Rewrite the portion of the records that opens with the line containing "The user is looking at the mudguard" and closes with the line containing "[3,449,109,643]", keeping every line, requests included, and shifting each bounding-box coordinate in the answers by adding -150 to it.

Entries from an annotation dataset:
--
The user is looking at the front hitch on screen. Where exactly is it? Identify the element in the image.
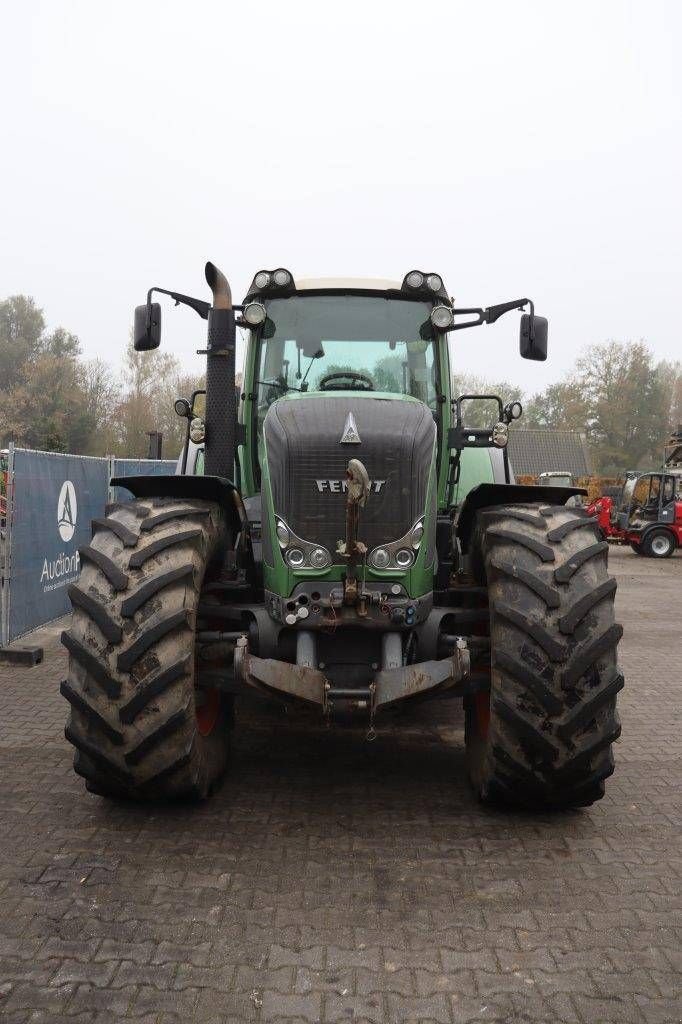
[235,632,470,720]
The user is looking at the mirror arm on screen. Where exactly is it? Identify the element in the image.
[443,299,536,341]
[146,288,211,325]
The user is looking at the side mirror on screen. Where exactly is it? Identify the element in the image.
[519,313,549,362]
[133,302,161,352]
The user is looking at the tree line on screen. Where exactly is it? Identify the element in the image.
[0,295,203,459]
[0,295,682,475]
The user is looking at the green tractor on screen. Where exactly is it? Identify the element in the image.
[61,263,623,809]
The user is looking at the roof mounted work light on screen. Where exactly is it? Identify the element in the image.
[401,270,450,301]
[247,266,296,299]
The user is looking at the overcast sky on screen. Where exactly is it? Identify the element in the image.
[0,0,682,391]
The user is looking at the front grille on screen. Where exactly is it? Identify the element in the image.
[264,395,435,553]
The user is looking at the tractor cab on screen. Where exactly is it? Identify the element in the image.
[617,472,682,558]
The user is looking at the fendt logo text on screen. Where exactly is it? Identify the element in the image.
[315,480,386,495]
[57,480,78,544]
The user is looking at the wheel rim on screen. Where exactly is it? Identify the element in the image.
[195,689,220,736]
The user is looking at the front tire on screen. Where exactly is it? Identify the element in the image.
[642,529,675,558]
[61,499,230,800]
[466,505,624,810]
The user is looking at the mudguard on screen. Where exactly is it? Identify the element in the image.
[456,483,587,551]
[111,474,249,536]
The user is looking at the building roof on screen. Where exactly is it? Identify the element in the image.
[509,426,592,477]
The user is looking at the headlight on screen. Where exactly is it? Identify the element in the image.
[370,548,391,569]
[189,416,206,444]
[308,548,332,569]
[410,522,424,548]
[431,306,455,331]
[493,423,509,447]
[285,548,305,569]
[275,519,291,548]
[244,302,267,327]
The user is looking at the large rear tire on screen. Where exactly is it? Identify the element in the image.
[466,505,623,809]
[61,499,231,800]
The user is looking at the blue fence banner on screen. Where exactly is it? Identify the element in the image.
[111,459,177,502]
[3,449,109,643]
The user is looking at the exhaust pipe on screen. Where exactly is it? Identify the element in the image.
[204,263,237,480]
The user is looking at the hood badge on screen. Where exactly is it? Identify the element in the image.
[339,413,360,444]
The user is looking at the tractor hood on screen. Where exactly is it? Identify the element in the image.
[263,391,436,553]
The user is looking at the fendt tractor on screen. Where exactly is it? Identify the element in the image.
[61,263,623,809]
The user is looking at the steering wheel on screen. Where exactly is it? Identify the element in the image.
[318,370,374,391]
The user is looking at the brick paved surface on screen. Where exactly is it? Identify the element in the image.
[0,549,682,1024]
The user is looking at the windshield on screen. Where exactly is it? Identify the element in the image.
[253,295,437,422]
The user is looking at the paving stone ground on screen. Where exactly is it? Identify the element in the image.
[0,549,682,1024]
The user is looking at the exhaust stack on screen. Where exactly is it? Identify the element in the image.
[205,263,237,480]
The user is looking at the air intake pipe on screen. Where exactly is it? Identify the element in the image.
[204,263,237,480]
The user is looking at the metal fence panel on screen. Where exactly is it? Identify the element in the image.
[110,459,177,502]
[0,443,14,647]
[4,449,109,642]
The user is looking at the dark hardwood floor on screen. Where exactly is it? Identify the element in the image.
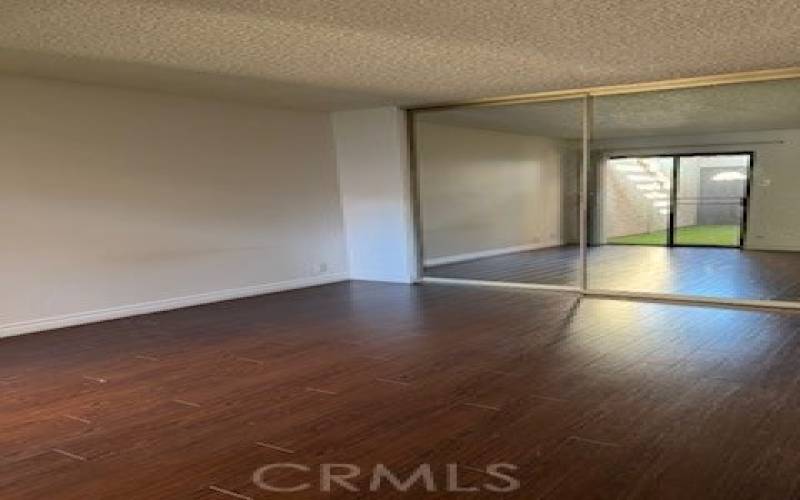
[0,282,800,500]
[432,245,800,300]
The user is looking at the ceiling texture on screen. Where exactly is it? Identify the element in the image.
[0,0,800,110]
[418,79,800,139]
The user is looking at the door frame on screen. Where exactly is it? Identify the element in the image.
[605,151,755,250]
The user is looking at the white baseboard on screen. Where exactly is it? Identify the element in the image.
[0,273,349,338]
[424,242,561,267]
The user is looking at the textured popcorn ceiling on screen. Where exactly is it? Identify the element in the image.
[0,0,800,109]
[418,80,800,139]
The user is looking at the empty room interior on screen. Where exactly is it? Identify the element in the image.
[0,0,800,500]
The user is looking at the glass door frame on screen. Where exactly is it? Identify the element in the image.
[606,151,755,250]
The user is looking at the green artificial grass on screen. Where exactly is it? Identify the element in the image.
[608,225,739,246]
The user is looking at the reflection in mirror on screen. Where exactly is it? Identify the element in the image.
[588,80,800,301]
[414,99,584,287]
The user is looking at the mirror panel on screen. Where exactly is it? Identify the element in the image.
[413,98,584,287]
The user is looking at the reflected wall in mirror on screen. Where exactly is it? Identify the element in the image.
[588,80,800,301]
[413,99,584,287]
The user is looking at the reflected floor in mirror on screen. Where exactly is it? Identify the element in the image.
[425,245,800,301]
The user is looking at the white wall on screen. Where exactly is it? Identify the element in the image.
[0,77,346,335]
[333,108,417,283]
[417,122,574,265]
[593,130,800,251]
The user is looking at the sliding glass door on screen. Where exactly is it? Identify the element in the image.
[673,153,752,248]
[603,153,752,248]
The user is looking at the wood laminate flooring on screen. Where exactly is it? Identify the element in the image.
[0,282,800,500]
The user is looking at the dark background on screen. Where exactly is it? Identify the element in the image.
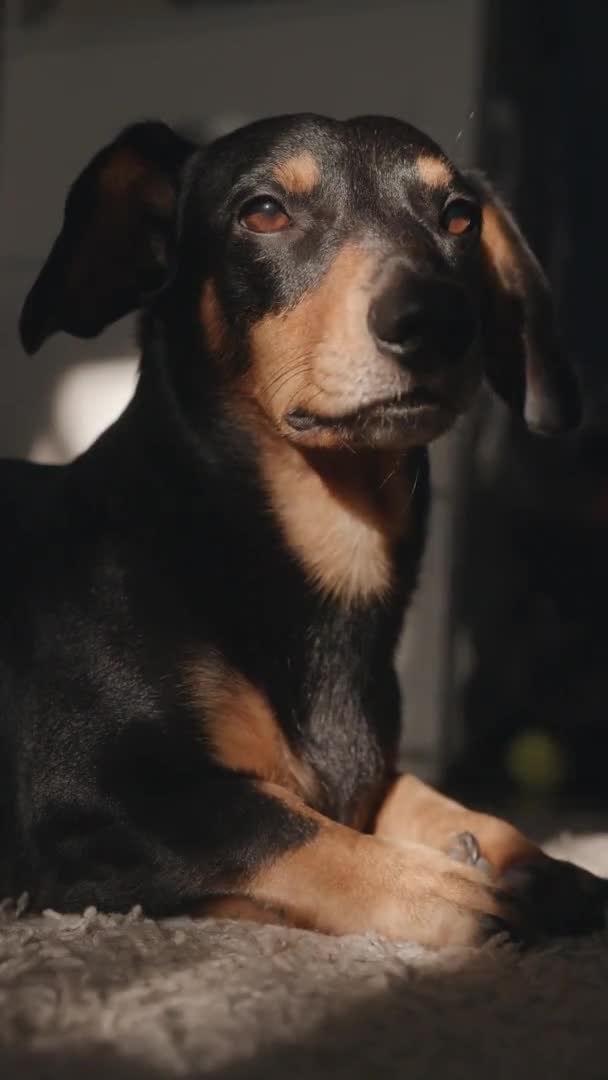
--
The solution:
The user is looking at the mudguard on screen. Where exactly is it? Identify the element in the image.
[306,333,437,401]
[-39,324,99,386]
The user is looking at the building roof on screen. Where exactly is it? Identify the element in the image.
[359,276,442,327]
The user is looking at the headlight on screen. Where exactly is it? Identify the element in the image.
[220,398,241,419]
[39,266,56,294]
[158,398,182,419]
[260,372,274,398]
[281,156,305,181]
[343,273,359,297]
[135,398,155,419]
[125,369,141,398]
[94,152,117,177]
The user is looking at the large rear tire on screen. Where exactly is it? Identify the element in the image.
[316,355,473,659]
[-89,349,81,650]
The user is looking at the blue fence banner on screen. Where exactly is it? Identify the element in the image.
[-39,309,27,352]
[-147,299,-41,493]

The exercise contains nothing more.